Data rows:
[START]

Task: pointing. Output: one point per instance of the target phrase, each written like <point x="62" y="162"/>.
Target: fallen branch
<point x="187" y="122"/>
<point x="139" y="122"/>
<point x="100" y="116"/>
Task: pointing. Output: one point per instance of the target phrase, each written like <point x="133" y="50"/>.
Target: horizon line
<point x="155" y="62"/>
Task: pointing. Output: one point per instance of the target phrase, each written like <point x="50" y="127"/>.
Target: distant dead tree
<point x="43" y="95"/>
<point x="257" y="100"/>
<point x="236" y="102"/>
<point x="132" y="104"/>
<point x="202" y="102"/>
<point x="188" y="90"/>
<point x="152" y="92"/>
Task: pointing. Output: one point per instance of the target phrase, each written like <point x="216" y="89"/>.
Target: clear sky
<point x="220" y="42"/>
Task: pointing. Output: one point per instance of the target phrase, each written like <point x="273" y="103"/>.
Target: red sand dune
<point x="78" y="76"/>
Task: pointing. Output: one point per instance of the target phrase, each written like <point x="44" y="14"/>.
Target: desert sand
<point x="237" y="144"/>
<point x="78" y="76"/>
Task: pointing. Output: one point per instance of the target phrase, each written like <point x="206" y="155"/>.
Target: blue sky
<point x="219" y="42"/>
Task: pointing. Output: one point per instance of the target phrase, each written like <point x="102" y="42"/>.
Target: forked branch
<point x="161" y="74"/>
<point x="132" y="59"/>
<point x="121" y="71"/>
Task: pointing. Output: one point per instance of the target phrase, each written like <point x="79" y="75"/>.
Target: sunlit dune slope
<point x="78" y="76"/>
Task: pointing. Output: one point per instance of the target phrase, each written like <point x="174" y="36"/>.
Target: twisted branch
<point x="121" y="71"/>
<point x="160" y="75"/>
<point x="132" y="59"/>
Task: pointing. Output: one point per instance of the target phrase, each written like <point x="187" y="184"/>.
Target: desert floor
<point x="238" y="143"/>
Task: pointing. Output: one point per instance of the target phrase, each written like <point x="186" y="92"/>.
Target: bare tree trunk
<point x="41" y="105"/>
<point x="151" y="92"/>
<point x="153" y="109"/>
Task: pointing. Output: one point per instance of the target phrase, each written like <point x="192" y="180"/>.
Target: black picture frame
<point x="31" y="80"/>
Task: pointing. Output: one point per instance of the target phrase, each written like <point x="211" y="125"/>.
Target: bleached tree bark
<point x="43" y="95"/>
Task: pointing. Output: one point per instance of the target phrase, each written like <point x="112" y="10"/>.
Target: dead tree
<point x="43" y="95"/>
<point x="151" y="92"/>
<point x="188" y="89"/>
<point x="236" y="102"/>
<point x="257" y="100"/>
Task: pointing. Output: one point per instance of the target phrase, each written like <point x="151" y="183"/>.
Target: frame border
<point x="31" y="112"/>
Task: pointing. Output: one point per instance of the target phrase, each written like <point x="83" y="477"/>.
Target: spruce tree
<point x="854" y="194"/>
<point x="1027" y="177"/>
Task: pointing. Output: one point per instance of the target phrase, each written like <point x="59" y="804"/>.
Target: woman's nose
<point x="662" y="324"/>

[END]

Exercise details: Transcribe all of the entries without altering anything.

Solved exercise:
Task: pointing. Output: one point per instance of the target phrase, each written like <point x="62" y="162"/>.
Target: fallen branch
<point x="187" y="122"/>
<point x="139" y="122"/>
<point x="100" y="116"/>
Task: pointing. Output: one point per instance of the target phrase, each written like <point x="133" y="50"/>.
Target: horizon line
<point x="155" y="62"/>
Task: pointing. Output: one point per instance of the target phrase, each written like <point x="50" y="127"/>.
Target: distant dead tree
<point x="43" y="95"/>
<point x="257" y="100"/>
<point x="236" y="102"/>
<point x="132" y="104"/>
<point x="202" y="102"/>
<point x="188" y="90"/>
<point x="152" y="92"/>
Task: pointing. Output: one point per instance of the target phrase, each written like <point x="216" y="89"/>.
Target: clear sky
<point x="220" y="42"/>
Task: pointing. Output: one point per instance of the target phrase, each written like <point x="273" y="103"/>.
Target: red sand dune
<point x="78" y="76"/>
Task: pointing. Output: one point per instance of the target phrase, each written like <point x="44" y="14"/>.
Target: desert sand
<point x="237" y="144"/>
<point x="78" y="76"/>
Task: pointing. Output: one point per instance of the target phrase, each written like <point x="206" y="155"/>.
Target: blue sky
<point x="219" y="42"/>
Task: pointing. Output: one point per instance of the target phrase, each written like <point x="102" y="42"/>.
Target: forked branch
<point x="161" y="74"/>
<point x="132" y="59"/>
<point x="121" y="71"/>
Task: pointing. Output: one point per instance of the target phrase, each written like <point x="79" y="75"/>.
Target: sunlit dune slope
<point x="78" y="76"/>
Task: pointing. Output: one point per instance of the target phrase, each written like <point x="174" y="36"/>.
Target: twisted branch
<point x="121" y="71"/>
<point x="160" y="75"/>
<point x="132" y="59"/>
Task: pointing. Output: one point per instance of the target phrase, each written like <point x="187" y="184"/>.
Target: desert floor
<point x="238" y="143"/>
Task: pointing. Output: one point per instance of the target phrase, each written like <point x="186" y="92"/>.
Target: bare tree trunk
<point x="41" y="105"/>
<point x="151" y="92"/>
<point x="153" y="109"/>
Task: pointing. Output: one point per instance of the target phrase, each written like <point x="192" y="180"/>.
Target: black picture frame
<point x="31" y="80"/>
Task: pointing. Output: one point per instance of the target phrase, each written like <point x="211" y="125"/>.
Target: bleached tree bark
<point x="43" y="95"/>
Task: pointing. Output: one point per instance of the target phrase, each written like <point x="112" y="10"/>.
Target: dead tree
<point x="43" y="95"/>
<point x="151" y="92"/>
<point x="188" y="89"/>
<point x="236" y="102"/>
<point x="257" y="100"/>
Task: pointing. Output: one point per instance of the target phrase, each written like <point x="151" y="183"/>.
Target: frame border
<point x="31" y="112"/>
Task: pointing. Output: one point per instance of the target phrase, each written like <point x="83" y="477"/>.
Target: spruce tree
<point x="854" y="194"/>
<point x="1027" y="177"/>
Task: pointing. Output: one point per instance of the target phrase, each written like <point x="59" y="804"/>.
Target: woman's nose
<point x="662" y="324"/>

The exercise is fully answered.